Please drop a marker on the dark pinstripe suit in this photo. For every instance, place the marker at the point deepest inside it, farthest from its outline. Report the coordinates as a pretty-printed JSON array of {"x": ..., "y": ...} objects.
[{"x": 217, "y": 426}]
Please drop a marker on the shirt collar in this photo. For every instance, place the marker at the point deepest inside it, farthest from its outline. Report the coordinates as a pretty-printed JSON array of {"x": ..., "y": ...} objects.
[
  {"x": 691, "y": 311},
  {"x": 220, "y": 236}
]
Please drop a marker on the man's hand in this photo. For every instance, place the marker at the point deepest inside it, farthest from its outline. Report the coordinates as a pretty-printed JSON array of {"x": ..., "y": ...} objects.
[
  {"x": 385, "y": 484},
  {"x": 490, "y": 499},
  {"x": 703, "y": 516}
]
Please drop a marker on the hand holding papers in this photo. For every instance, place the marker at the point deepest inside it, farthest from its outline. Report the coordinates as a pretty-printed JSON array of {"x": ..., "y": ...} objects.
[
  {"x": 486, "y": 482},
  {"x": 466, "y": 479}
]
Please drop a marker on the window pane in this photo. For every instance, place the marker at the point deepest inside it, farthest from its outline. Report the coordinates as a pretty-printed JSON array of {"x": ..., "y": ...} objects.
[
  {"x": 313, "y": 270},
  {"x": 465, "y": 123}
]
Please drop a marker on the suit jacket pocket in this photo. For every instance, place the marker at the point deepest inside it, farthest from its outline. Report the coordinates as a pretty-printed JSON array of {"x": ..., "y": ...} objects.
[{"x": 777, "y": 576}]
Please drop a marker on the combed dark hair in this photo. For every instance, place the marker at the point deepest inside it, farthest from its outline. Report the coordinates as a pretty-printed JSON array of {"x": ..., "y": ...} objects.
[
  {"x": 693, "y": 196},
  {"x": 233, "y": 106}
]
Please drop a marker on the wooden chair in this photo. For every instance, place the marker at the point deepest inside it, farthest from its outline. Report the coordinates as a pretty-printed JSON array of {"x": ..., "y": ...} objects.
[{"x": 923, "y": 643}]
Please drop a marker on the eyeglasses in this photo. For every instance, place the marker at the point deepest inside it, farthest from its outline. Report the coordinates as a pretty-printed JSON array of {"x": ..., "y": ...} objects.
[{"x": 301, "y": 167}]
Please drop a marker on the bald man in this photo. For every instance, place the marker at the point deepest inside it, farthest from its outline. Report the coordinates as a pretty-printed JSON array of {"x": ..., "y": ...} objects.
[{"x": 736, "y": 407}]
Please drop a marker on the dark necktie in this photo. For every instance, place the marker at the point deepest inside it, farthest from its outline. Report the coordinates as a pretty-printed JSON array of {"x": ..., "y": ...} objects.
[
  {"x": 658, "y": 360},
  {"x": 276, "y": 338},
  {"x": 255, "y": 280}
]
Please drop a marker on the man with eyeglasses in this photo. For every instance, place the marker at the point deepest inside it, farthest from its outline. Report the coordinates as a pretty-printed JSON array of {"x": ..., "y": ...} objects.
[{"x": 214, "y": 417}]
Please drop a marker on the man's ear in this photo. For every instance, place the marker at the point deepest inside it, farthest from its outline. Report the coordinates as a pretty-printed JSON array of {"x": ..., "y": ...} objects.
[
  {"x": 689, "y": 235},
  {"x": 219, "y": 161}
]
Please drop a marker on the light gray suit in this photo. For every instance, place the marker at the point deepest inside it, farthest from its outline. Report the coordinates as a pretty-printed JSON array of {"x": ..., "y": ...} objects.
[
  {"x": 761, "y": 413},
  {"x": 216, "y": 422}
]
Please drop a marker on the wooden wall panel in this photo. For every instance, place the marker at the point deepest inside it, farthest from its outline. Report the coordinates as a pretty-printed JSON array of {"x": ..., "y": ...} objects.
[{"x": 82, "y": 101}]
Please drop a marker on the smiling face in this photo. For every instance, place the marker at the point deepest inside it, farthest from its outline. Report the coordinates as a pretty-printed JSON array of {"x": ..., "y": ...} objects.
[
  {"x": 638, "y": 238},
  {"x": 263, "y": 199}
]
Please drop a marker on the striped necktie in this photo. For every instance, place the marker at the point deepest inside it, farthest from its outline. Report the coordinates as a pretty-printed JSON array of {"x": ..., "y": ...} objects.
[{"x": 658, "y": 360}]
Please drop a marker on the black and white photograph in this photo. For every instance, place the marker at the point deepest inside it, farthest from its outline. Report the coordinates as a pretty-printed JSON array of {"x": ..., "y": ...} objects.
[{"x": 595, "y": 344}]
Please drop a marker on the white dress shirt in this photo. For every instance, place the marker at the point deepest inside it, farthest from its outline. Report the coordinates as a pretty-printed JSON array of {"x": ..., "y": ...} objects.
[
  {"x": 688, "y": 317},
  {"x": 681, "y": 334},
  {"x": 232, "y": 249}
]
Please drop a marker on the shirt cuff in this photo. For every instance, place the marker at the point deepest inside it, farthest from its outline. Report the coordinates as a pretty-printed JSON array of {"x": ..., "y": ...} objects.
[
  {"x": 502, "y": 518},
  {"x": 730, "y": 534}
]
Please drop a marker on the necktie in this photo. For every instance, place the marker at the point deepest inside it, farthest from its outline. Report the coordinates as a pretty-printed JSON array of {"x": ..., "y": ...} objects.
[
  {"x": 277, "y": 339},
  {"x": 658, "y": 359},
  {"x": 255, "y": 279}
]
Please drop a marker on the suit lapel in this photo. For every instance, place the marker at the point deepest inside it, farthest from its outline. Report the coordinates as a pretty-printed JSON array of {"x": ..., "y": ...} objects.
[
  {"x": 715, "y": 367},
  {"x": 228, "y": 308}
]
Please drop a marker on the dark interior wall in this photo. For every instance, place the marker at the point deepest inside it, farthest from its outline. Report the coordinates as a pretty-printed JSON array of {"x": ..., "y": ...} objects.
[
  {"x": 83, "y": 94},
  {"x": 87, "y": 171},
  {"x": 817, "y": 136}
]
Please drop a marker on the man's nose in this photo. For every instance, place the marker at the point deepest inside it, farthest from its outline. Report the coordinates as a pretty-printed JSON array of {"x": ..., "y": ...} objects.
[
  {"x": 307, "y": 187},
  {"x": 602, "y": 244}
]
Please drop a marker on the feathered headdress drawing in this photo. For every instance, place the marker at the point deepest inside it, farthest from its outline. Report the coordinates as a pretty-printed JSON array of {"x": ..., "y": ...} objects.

· · ·

Set exercise:
Reproduce the material precisely, including every line.

Reply to the exercise:
Please drop a marker on the dark pinstripe suit in this photo. For every instance, place the marker at the point deepest inside it, farthest from its outline. Report the coordinates as a pretty-printed JSON array of {"x": ..., "y": ...} objects.
[{"x": 217, "y": 426}]
Please drop a marker on the shirt collar in this photo. For every instance, place the marker at the point deepest inside it, farthest from its outline. Report the coordinates as a pretty-printed JSON array of {"x": ..., "y": ...} objects.
[
  {"x": 691, "y": 311},
  {"x": 220, "y": 236}
]
Please drop a marker on the man's hand in this photo. For every instance, place the marker at the point deepest inside it, farthest from its outline. Report the coordinates as a pretty-printed JSON array of {"x": ..., "y": ...} objects.
[
  {"x": 385, "y": 484},
  {"x": 490, "y": 499},
  {"x": 703, "y": 516}
]
Please drop a marker on the hand holding papers in this photo. For every instance, place the marker at the point deepest inside it, farthest from its outline. Report the coordinates as a pretty-printed JSON array of {"x": ..., "y": ...} objects.
[
  {"x": 486, "y": 482},
  {"x": 466, "y": 479}
]
Please drop a marker on the window pane in this photo. For every instance, place the marker at the point deepest inside it, farthest from its outline. Report the coordinates as a pretty-printed JSON array of {"x": ..., "y": ...} objects.
[
  {"x": 313, "y": 270},
  {"x": 465, "y": 123}
]
Please drop a marker on the suit jacket pocket in this photo. For every instance, place the marker at the point deepest inside it, farthest from its outline. Report the coordinates as a pretty-printed JSON array of {"x": ..., "y": ...} objects.
[{"x": 777, "y": 576}]
Please drop a marker on the combed dark hair in this photo. For every instance, place the marker at the point deepest inside it, farthest from its outline. Report the coordinates as a pretty-printed JSON array of {"x": ..., "y": ...} objects.
[
  {"x": 693, "y": 196},
  {"x": 233, "y": 106}
]
Please drop a marker on the wooden chair in this photo. For every instance, place the marker at the point deepest inside it, farthest from its outline. Report the coordinates as a pretty-printed JSON array of {"x": ..., "y": ...} objects.
[{"x": 923, "y": 643}]
Please drop a marker on the eyeglasses in this photo. For every instance, place the marker at the point deepest inside it, farthest from its outline. Report the coordinates as a pretty-printed JSON array of {"x": ..., "y": ...} objects.
[{"x": 301, "y": 167}]
Please drop a marker on the bald man in this photo. For every instance, place the marker at the point deepest inside it, farthest from its outline. Report the coordinates as a pretty-printed JSON array of {"x": ..., "y": ...} objects.
[{"x": 736, "y": 407}]
Please drop a marker on the dark necktie in this photo. For every instance, place the marker at the point deepest inside it, farthest from its outline. Report the coordinates as a pretty-printed JSON array of {"x": ..., "y": ...} objects.
[
  {"x": 658, "y": 360},
  {"x": 276, "y": 338},
  {"x": 255, "y": 280}
]
Please drop a marker on the man with eyeglasses in this photo. For every instance, place the marker at the point deepest inside it, farthest from its outline. Report the coordinates as a pretty-printed JSON array of {"x": ..., "y": ...} objects.
[{"x": 214, "y": 417}]
Please drop a marker on the man's ear in this photo. For every instance, place the marker at the point deepest inside it, farthest from its outline. Report the coordinates as a pretty-printed JSON array of {"x": ..., "y": ...} objects.
[
  {"x": 689, "y": 235},
  {"x": 219, "y": 161}
]
Please drop a marker on the light gray suit in this photo. For every instance, place the marker at the point deepest inside it, farthest from its outline. Report the coordinates as a pretty-printed JSON array of {"x": ..., "y": ...} objects.
[
  {"x": 761, "y": 413},
  {"x": 216, "y": 422}
]
Please drop a marker on the wooden wall panel in this photo. For every instance, place the marker at the point deepest inside it, farthest from its outline. Report the coordinates as a pretty-printed JSON array of {"x": ..., "y": ...} objects.
[{"x": 82, "y": 101}]
Please drop a marker on the smiling face in this photo. For every instance, place the marker at the point deepest inside it, farthest from its outline. Report the coordinates as a pretty-printed JSON array of {"x": ..., "y": ...} objects.
[
  {"x": 638, "y": 238},
  {"x": 263, "y": 199}
]
Please drop a marker on the striped necktie in this photo. For every instance, place the marker at the point deepest inside it, farthest from its outline. Report the coordinates as a pretty-printed JSON array of {"x": ..., "y": ...} objects.
[{"x": 658, "y": 360}]
Please drop a marker on the black and white photograph in this photo. For every instance, place the marker at the point deepest inside it, farthest from its outline. Report the coordinates as a pretty-printed JSON array of {"x": ..., "y": ...} objects.
[{"x": 595, "y": 344}]
Please drop a marker on the white dress shirt in this photo. For every instance, place the marker at the point deepest inside it, farthest from its outline. Report the coordinates as a pretty-printed JSON array of {"x": ..., "y": ...} objects.
[
  {"x": 688, "y": 317},
  {"x": 681, "y": 334},
  {"x": 232, "y": 249}
]
Please drop a marker on the shirt cuff in this photo. For every instance, place the marker at the point deepest inside it, farthest from its outline. Report the coordinates as a pretty-printed JSON array of {"x": ..., "y": ...} objects.
[
  {"x": 502, "y": 518},
  {"x": 730, "y": 534}
]
Please drop a marker on the necktie in this photo. For every instance, place the marker at the point deepest inside it, farthest from its outline. Report the coordinates as a pretty-printed JSON array of {"x": ..., "y": ...} objects.
[
  {"x": 277, "y": 339},
  {"x": 658, "y": 359},
  {"x": 255, "y": 279}
]
Please drop a marker on the suit lapel in this photo. For every instance, place the marker at the point deepest inside it, farthest from its outline. Report the coordinates as a pretty-printed JSON array of {"x": ..., "y": ...} objects.
[
  {"x": 715, "y": 367},
  {"x": 228, "y": 308}
]
Please drop a marker on the dark interior wall in this photo. For every instance, place the marker at the point deepest inside it, farthest from its outline. Report the coordinates as a pretty-printed JSON array of {"x": ..., "y": ...} objects.
[
  {"x": 83, "y": 94},
  {"x": 87, "y": 171},
  {"x": 817, "y": 136}
]
Please drop a marker on the man's nose in this photo. For every instance, place the marker at the point deepest inside it, farthest from its outline. Report the coordinates as a pretty-printed JSON array of {"x": ..., "y": ...} objects.
[
  {"x": 307, "y": 187},
  {"x": 602, "y": 244}
]
Please drop a marker on the feathered headdress drawing in this photo. For every instance, place the marker at the point deepest inside it, farthest from its outline. Report the coordinates as a pretty-printed JSON array of {"x": ..., "y": ...} objects.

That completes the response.